**GOAL**
Update the listing below by changing every "grass lawn" to "lawn" and keeping everything else the same. Omit the pictures.
========
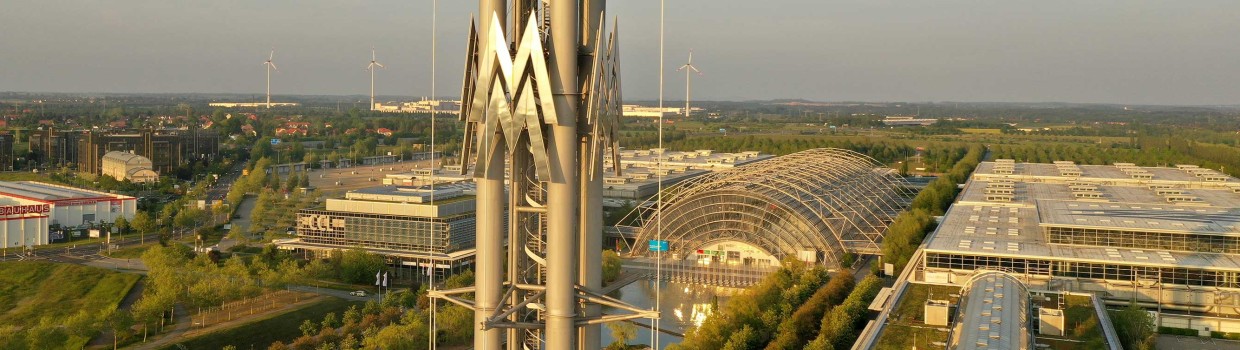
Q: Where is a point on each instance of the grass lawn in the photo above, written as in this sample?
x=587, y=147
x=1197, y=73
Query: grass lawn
x=133, y=252
x=264, y=332
x=972, y=130
x=32, y=291
x=908, y=325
========
**RESPONSE TO THIS EXERCISE**
Q: Where is a point on each instance of the lawn in the photo above, written as in this sample?
x=587, y=147
x=1197, y=73
Query: lawn
x=133, y=252
x=264, y=332
x=972, y=130
x=32, y=291
x=908, y=325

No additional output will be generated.